— Begin RAW RECORDS —
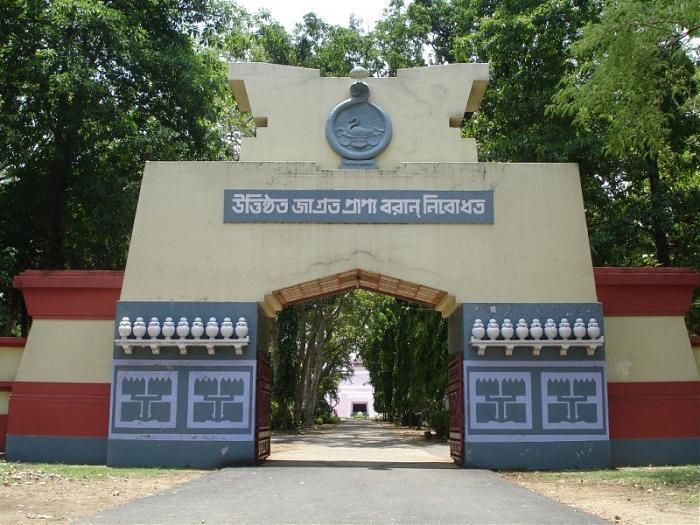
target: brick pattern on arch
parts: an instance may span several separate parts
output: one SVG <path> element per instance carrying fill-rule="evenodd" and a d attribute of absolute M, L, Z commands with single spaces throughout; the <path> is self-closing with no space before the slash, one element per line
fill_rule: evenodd
<path fill-rule="evenodd" d="M 358 288 L 425 304 L 433 308 L 447 297 L 447 292 L 443 290 L 361 269 L 295 284 L 275 290 L 272 294 L 282 306 L 287 306 Z"/>

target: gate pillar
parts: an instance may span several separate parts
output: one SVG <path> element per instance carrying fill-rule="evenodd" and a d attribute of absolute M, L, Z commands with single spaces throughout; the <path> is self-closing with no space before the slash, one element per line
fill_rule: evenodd
<path fill-rule="evenodd" d="M 610 465 L 600 304 L 463 304 L 451 320 L 462 327 L 465 466 Z"/>
<path fill-rule="evenodd" d="M 121 301 L 117 320 L 107 464 L 252 464 L 257 304 Z"/>

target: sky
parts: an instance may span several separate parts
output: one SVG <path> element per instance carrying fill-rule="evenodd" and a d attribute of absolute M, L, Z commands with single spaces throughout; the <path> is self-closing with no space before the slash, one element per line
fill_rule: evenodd
<path fill-rule="evenodd" d="M 314 12 L 324 22 L 331 25 L 347 26 L 350 15 L 362 19 L 362 27 L 371 29 L 379 19 L 390 0 L 235 0 L 250 12 L 265 8 L 278 20 L 287 31 L 294 29 L 294 24 L 302 17 Z"/>

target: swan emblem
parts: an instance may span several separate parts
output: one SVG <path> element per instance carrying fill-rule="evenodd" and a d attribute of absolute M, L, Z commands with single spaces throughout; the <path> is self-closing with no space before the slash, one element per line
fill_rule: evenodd
<path fill-rule="evenodd" d="M 352 117 L 347 126 L 336 128 L 335 135 L 338 137 L 338 142 L 346 148 L 352 147 L 362 150 L 379 144 L 384 130 L 377 127 L 370 129 L 360 126 L 360 119 Z"/>

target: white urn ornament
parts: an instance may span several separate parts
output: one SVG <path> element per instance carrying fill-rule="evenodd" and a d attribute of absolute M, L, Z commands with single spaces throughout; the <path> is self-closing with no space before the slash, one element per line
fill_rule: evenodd
<path fill-rule="evenodd" d="M 576 339 L 583 339 L 586 337 L 586 325 L 580 317 L 574 321 L 574 337 Z"/>
<path fill-rule="evenodd" d="M 518 336 L 518 339 L 523 340 L 527 339 L 529 333 L 530 330 L 527 328 L 527 321 L 525 321 L 525 319 L 519 319 L 518 326 L 515 327 L 515 335 Z"/>
<path fill-rule="evenodd" d="M 143 339 L 143 336 L 146 335 L 146 323 L 143 322 L 143 317 L 136 318 L 132 330 L 136 339 Z"/>
<path fill-rule="evenodd" d="M 175 331 L 180 339 L 184 339 L 190 335 L 190 323 L 187 321 L 187 317 L 180 317 Z"/>
<path fill-rule="evenodd" d="M 175 335 L 175 323 L 173 322 L 172 317 L 166 317 L 165 321 L 163 321 L 163 337 L 166 339 L 172 339 L 172 337 Z"/>
<path fill-rule="evenodd" d="M 224 320 L 221 321 L 221 337 L 224 339 L 231 339 L 231 336 L 233 335 L 233 323 L 231 322 L 230 317 L 224 317 Z"/>
<path fill-rule="evenodd" d="M 562 339 L 568 339 L 571 337 L 571 325 L 569 324 L 569 320 L 566 318 L 559 321 L 559 336 Z"/>
<path fill-rule="evenodd" d="M 122 317 L 122 320 L 119 322 L 118 331 L 119 337 L 122 339 L 126 339 L 131 335 L 131 321 L 128 317 Z"/>
<path fill-rule="evenodd" d="M 155 339 L 160 335 L 160 322 L 157 317 L 151 317 L 151 322 L 148 323 L 148 337 Z"/>
<path fill-rule="evenodd" d="M 500 333 L 501 329 L 498 327 L 496 320 L 489 319 L 489 324 L 486 326 L 486 335 L 489 337 L 489 339 L 497 339 Z"/>
<path fill-rule="evenodd" d="M 474 337 L 474 339 L 481 340 L 485 335 L 486 328 L 484 328 L 484 323 L 481 322 L 481 319 L 476 319 L 474 321 L 474 326 L 472 326 L 472 337 Z"/>
<path fill-rule="evenodd" d="M 219 323 L 216 322 L 215 317 L 209 318 L 209 321 L 207 322 L 206 333 L 207 337 L 210 339 L 214 339 L 217 335 L 219 335 Z"/>
<path fill-rule="evenodd" d="M 588 321 L 588 337 L 591 339 L 598 339 L 600 337 L 600 327 L 598 326 L 598 321 L 591 318 Z"/>
<path fill-rule="evenodd" d="M 544 330 L 542 330 L 540 320 L 537 318 L 533 319 L 532 323 L 530 324 L 530 335 L 535 341 L 538 341 L 542 338 L 542 334 L 544 334 Z"/>
<path fill-rule="evenodd" d="M 557 325 L 554 324 L 554 319 L 547 319 L 544 323 L 544 335 L 547 339 L 554 339 L 557 336 Z"/>
<path fill-rule="evenodd" d="M 199 339 L 202 337 L 204 334 L 204 325 L 202 324 L 202 319 L 201 317 L 195 317 L 194 321 L 192 321 L 192 328 L 190 328 L 190 332 L 192 332 L 192 337 L 195 339 Z"/>
<path fill-rule="evenodd" d="M 248 321 L 245 317 L 239 317 L 236 322 L 236 337 L 239 339 L 245 339 L 248 336 Z"/>
<path fill-rule="evenodd" d="M 503 324 L 501 324 L 501 334 L 505 340 L 512 339 L 513 335 L 515 335 L 515 329 L 513 328 L 513 323 L 510 319 L 503 319 Z"/>

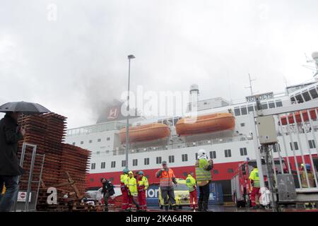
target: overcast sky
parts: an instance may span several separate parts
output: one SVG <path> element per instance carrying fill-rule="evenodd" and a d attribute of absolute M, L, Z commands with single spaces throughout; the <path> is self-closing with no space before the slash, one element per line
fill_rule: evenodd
— End RAW RECORDS —
__WRITTEN EXERCISE__:
Copy all of these records word for word, leaving out the pictures.

__EXERCISE RESPONSE__:
target: brick pattern on arch
parts: an instance may span several separate parts
output: one SVG <path> element per instance carrying fill-rule="evenodd" and a d attribute of absolute M, L, Z commands with single spaces throughout; the <path> is self-closing with no space before the slash, one element per line
fill_rule: evenodd
<path fill-rule="evenodd" d="M 358 288 L 425 304 L 433 308 L 447 297 L 447 292 L 443 290 L 361 269 L 295 284 L 275 290 L 272 294 L 282 306 L 287 306 Z"/>

target: gate pillar
parts: an instance may span several separate parts
output: one SVG <path> element per instance carrying fill-rule="evenodd" and a d attribute of absolute M, L, Z commands with single spaces throughout; the <path> is self-closing with no space before the slash, one element per line
fill_rule: evenodd
<path fill-rule="evenodd" d="M 610 465 L 600 304 L 463 304 L 451 320 L 462 327 L 465 466 Z"/>
<path fill-rule="evenodd" d="M 121 301 L 117 320 L 107 464 L 252 464 L 257 304 Z"/>

target: sky
parts: an instance may span several separate parts
output: one SVG <path> element per instance carrying fill-rule="evenodd" and a d attribute of absolute M, L, Z commands with single spaces throughout; the <path> is self-closing with no space before the slash, one element per line
fill_rule: evenodd
<path fill-rule="evenodd" d="M 314 12 L 324 22 L 331 25 L 347 26 L 350 15 L 362 19 L 362 27 L 371 29 L 379 19 L 390 0 L 235 0 L 250 12 L 265 8 L 278 20 L 287 31 L 294 29 L 294 24 L 302 17 Z"/>

target: swan emblem
parts: an instance may span several separate parts
output: one SVG <path> element per instance carrying fill-rule="evenodd" and a d attribute of absolute M, L, Z commands with single spaces throughout; the <path> is self-closing with no space before the slash, one element per line
fill_rule: evenodd
<path fill-rule="evenodd" d="M 352 117 L 347 126 L 336 128 L 335 135 L 338 137 L 338 142 L 346 148 L 352 147 L 362 150 L 379 144 L 384 130 L 377 127 L 370 129 L 360 126 L 360 119 Z"/>

target: white urn ornament
parts: an instance may span several separate parts
output: one SVG <path> element per instance carrying fill-rule="evenodd" and a d attribute of absolute M, L, Z commands with single spaces throughout; the <path> is self-closing with no space before the slash, one element per line
fill_rule: evenodd
<path fill-rule="evenodd" d="M 576 339 L 583 339 L 586 337 L 586 325 L 580 317 L 574 321 L 574 337 Z"/>
<path fill-rule="evenodd" d="M 518 336 L 518 339 L 523 340 L 527 339 L 529 333 L 530 330 L 527 328 L 527 321 L 525 321 L 525 319 L 519 319 L 518 326 L 515 327 L 515 335 Z"/>
<path fill-rule="evenodd" d="M 143 339 L 143 336 L 146 335 L 146 323 L 143 322 L 143 317 L 136 318 L 132 330 L 136 339 Z"/>
<path fill-rule="evenodd" d="M 175 331 L 180 339 L 184 339 L 190 335 L 190 323 L 187 321 L 187 317 L 180 317 Z"/>
<path fill-rule="evenodd" d="M 175 335 L 175 323 L 173 322 L 172 317 L 166 317 L 165 321 L 163 321 L 163 337 L 166 339 L 172 339 L 172 337 Z"/>
<path fill-rule="evenodd" d="M 224 320 L 221 321 L 221 337 L 224 339 L 231 339 L 231 336 L 233 335 L 233 323 L 231 322 L 230 317 L 224 317 Z"/>
<path fill-rule="evenodd" d="M 562 339 L 568 339 L 571 337 L 571 325 L 569 324 L 569 320 L 566 318 L 559 321 L 559 336 Z"/>
<path fill-rule="evenodd" d="M 122 317 L 122 320 L 119 322 L 118 331 L 119 337 L 122 339 L 126 339 L 131 335 L 131 321 L 128 317 Z"/>
<path fill-rule="evenodd" d="M 155 339 L 160 335 L 160 322 L 157 317 L 151 317 L 151 322 L 148 323 L 148 337 Z"/>
<path fill-rule="evenodd" d="M 500 333 L 501 329 L 498 327 L 496 320 L 489 319 L 489 324 L 486 326 L 486 335 L 489 337 L 489 339 L 497 339 Z"/>
<path fill-rule="evenodd" d="M 474 337 L 474 339 L 481 340 L 485 335 L 486 328 L 484 328 L 484 323 L 481 322 L 481 319 L 476 319 L 474 321 L 474 326 L 472 326 L 472 337 Z"/>
<path fill-rule="evenodd" d="M 219 323 L 216 322 L 215 317 L 209 318 L 209 321 L 207 322 L 206 333 L 207 337 L 210 339 L 214 339 L 217 335 L 219 335 Z"/>
<path fill-rule="evenodd" d="M 588 321 L 588 337 L 591 339 L 598 339 L 600 337 L 600 327 L 598 326 L 598 321 L 591 318 Z"/>
<path fill-rule="evenodd" d="M 544 330 L 542 330 L 540 320 L 537 318 L 533 319 L 532 323 L 530 324 L 530 335 L 535 341 L 538 341 L 542 338 L 542 334 L 544 334 Z"/>
<path fill-rule="evenodd" d="M 557 325 L 554 324 L 554 319 L 547 319 L 544 323 L 544 335 L 547 339 L 554 339 L 557 336 Z"/>
<path fill-rule="evenodd" d="M 199 339 L 202 337 L 204 334 L 204 325 L 202 324 L 202 319 L 201 317 L 195 317 L 194 321 L 192 321 L 192 328 L 190 328 L 190 332 L 192 332 L 192 337 L 195 339 Z"/>
<path fill-rule="evenodd" d="M 248 321 L 245 317 L 239 317 L 236 322 L 236 337 L 239 339 L 245 339 L 248 336 Z"/>
<path fill-rule="evenodd" d="M 503 324 L 501 324 L 501 334 L 505 340 L 512 339 L 513 335 L 515 335 L 515 329 L 513 328 L 513 323 L 510 319 L 503 319 Z"/>

target: overcast sky
parts: an instance may span several separate parts
output: one SVG <path> element per instance carrying fill-rule="evenodd" and a d attribute of absolute M, L, Z commands with single spaces throughout; the <path> is self-closing with no space before the slash, one element per line
fill_rule: evenodd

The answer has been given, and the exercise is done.